*** AVAILABLE DATA ***

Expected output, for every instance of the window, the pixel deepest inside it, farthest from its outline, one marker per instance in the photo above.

*** End of AVAILABLE DATA ***
*** AVAILABLE DATA ***

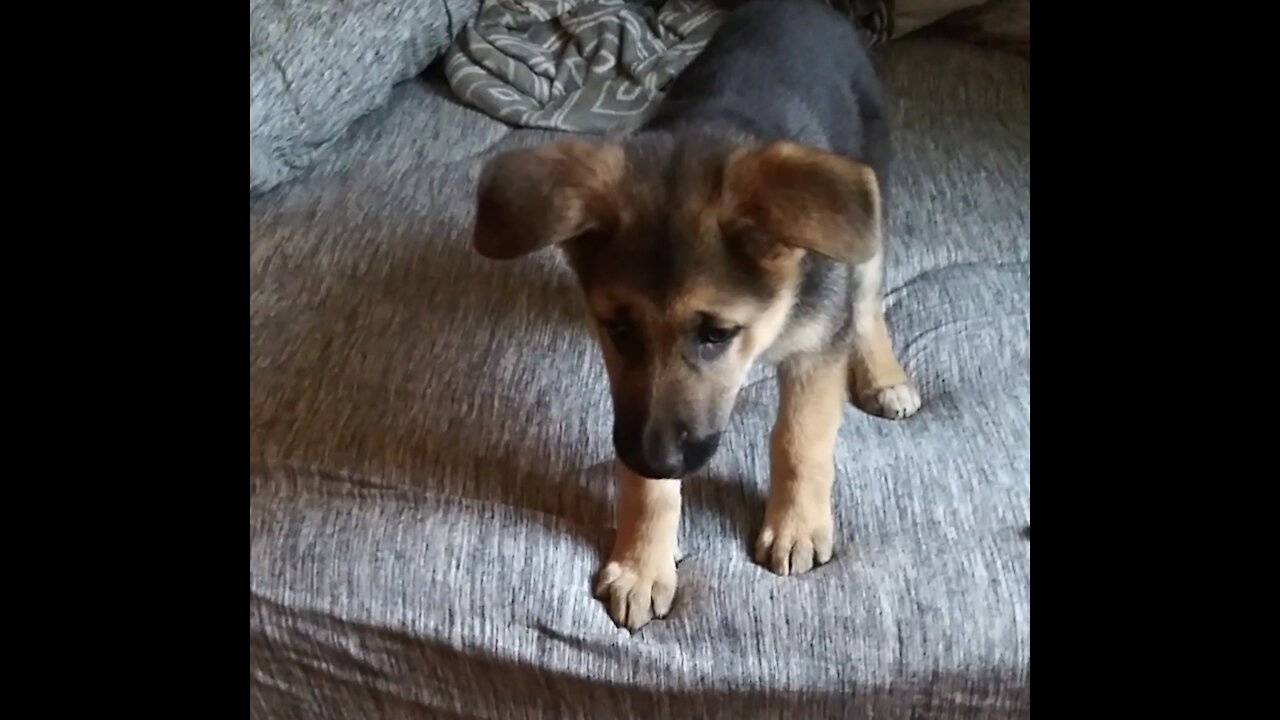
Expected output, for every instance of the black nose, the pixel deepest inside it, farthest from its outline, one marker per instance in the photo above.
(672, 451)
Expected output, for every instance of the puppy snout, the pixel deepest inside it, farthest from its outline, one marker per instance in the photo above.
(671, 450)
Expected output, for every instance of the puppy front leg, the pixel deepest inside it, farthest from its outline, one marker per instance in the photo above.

*** End of AVAILABLE DATA ***

EXERCISE DESCRIPTION:
What are the lines, exactly as written above, from the line with "Expected output, for every instance of the black" to the line with "Expected output, for every instance of the puppy front", both included? Output only those.

EXERCISE ANSWER:
Expected output, for every instance of the black nose, the pixel deepest inside it, farthest from its outline, one marker per instance in the photo above.
(672, 451)
Expected output, for every instance of the puppy snout, the pixel deepest inside it, farthest from its outline, one marker per instance in the photo above.
(671, 450)
Expected output, for every instance of the puppy front leg, the pixel deepest inside it, farthest from its outline, one marker per instance in the photo above.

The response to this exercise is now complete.